Dataset rows on where objects appear

** Begin **

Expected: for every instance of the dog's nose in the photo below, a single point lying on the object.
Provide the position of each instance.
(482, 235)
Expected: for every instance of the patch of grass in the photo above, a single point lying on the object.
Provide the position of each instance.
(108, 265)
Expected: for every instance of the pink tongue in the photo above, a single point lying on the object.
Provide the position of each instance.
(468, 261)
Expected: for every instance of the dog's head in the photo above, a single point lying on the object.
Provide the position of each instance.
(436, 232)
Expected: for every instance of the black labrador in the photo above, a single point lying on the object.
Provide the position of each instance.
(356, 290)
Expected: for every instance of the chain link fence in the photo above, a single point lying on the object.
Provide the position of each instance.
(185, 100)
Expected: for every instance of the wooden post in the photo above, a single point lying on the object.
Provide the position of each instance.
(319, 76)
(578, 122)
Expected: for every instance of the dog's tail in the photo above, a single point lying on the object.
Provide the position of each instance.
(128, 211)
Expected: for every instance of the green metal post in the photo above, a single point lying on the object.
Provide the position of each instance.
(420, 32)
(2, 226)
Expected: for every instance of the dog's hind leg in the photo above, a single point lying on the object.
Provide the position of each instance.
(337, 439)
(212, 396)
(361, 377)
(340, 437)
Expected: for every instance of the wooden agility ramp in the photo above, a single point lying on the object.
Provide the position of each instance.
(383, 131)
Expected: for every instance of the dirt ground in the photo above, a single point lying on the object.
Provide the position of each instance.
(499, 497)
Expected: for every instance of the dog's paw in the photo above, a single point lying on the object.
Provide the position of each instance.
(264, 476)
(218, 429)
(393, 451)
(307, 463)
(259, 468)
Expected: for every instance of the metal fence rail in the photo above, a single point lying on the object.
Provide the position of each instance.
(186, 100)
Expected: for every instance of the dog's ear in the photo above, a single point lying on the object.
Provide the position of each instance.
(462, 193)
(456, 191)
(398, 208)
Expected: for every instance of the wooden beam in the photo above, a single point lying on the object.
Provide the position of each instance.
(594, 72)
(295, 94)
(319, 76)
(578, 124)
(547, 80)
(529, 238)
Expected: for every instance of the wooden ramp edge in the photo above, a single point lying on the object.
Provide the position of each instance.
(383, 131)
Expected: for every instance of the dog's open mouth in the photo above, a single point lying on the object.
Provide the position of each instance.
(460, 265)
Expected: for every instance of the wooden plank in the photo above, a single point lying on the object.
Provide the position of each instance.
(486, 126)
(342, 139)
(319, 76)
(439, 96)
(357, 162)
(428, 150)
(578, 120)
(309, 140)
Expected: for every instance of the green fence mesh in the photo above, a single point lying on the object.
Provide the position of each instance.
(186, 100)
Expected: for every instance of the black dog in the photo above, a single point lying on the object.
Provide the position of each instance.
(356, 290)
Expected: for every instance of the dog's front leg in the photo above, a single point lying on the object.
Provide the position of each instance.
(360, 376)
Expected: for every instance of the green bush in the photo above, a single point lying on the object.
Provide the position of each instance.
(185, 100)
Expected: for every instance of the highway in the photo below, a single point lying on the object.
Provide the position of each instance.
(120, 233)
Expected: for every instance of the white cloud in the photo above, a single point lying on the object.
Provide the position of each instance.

** End **

• [Set exercise] Retype all of the entries precisely as they are.

• [Worked solution]
Expected: for every instance of the dog's nose in the photo below, a single point lying on the object.
Provide the position of each instance.
(482, 235)
Expected: for every instance of the patch of grass in the photo above, a single point lying on the object.
Provide the position of each instance.
(108, 265)
Expected: for every instance of the pink tongue in the photo above, a single point lying on the object.
Provide the position of each instance.
(468, 261)
Expected: for every instance of the dog's head in the photo above, a single point lying on the object.
Provide the position of each instance.
(436, 232)
Expected: for every instance of the black labrador in the photo above, a single point lying on the object.
Provide the position of each instance.
(356, 290)
Expected: for every instance of the chain link fence in the photo above, a single point lying on the object.
Provide the position of each instance.
(185, 100)
Expected: for every instance of the wooden post in the photo above, a single point lying on the object.
Provide the position of each instance.
(319, 76)
(578, 122)
Expected: for every instance of the dog's tail in the photo above, a single point lying on the object.
Provide the position of each instance.
(128, 211)
Expected: for every instance of the green metal post in the photo above, a single point lying on the object.
Provide the position of each instance.
(420, 32)
(2, 226)
Expected: for every instance of the dog's hind leg in the photo above, a single point lying on the object.
Provide the position of each instance.
(337, 439)
(212, 396)
(361, 377)
(340, 437)
Expected: for every instance of the wooden agility ramp in the photo above, a single point lying on the object.
Provide the position of each instance.
(383, 131)
Expected: for every instance of the dirt ground in the photo above, a single point lying on the object.
Provide the position of each instance.
(499, 497)
Expected: for every instance of the dog's paw in the photo above, a single point lying on the object.
Provide the position of each instance.
(264, 476)
(218, 429)
(393, 451)
(307, 463)
(259, 468)
Expected: for every instance of the metal fence rail in the photo above, a single point lying on the object.
Provide the position of each instance.
(186, 100)
Expected: for every instance of the dog's ear in the photo above, a single point lying on the object.
Provide the position of each instance.
(462, 193)
(456, 191)
(398, 208)
Expected: for every instance of the wooden beam in the photo above, a single point lying on the object.
Provide the position of each instance.
(594, 72)
(295, 94)
(319, 76)
(578, 124)
(547, 80)
(529, 238)
Expected: for every instance of the wooden ramp edge in the photo above, a single point lying on the object.
Provide the position of each instance.
(383, 131)
Expected: for every instance of the dog's open mouth in the photo above, a single point lying on the object.
Provide the position of each instance.
(460, 265)
Expected: for every instance of the wooden plank in the photo above, a single point lying on the object.
Provide the position of each instance.
(486, 126)
(342, 139)
(319, 76)
(439, 96)
(357, 162)
(428, 150)
(578, 120)
(309, 140)
Expected: for every instance of the green fence mesh in the photo above, a single point lying on the object.
Provide the position of each instance.
(186, 100)
Expected: for every instance of the black dog in the photo above, a single point lying on the object.
Provide the position of each instance.
(356, 290)
Expected: for every instance of the dog's front leg in the photo above, a single point lying on the object.
Provide the position of each instance.
(360, 376)
Expected: for every instance of the green bush in the photo above, a single point lying on the object.
Provide the position of each instance.
(185, 100)
Expected: for every instance of the highway in the photo below, a single point lying on the object.
Provide the position of each instance.
(120, 233)
Expected: for every instance of the white cloud in the photo above, a single point lying on the object.
Provide the position of each instance.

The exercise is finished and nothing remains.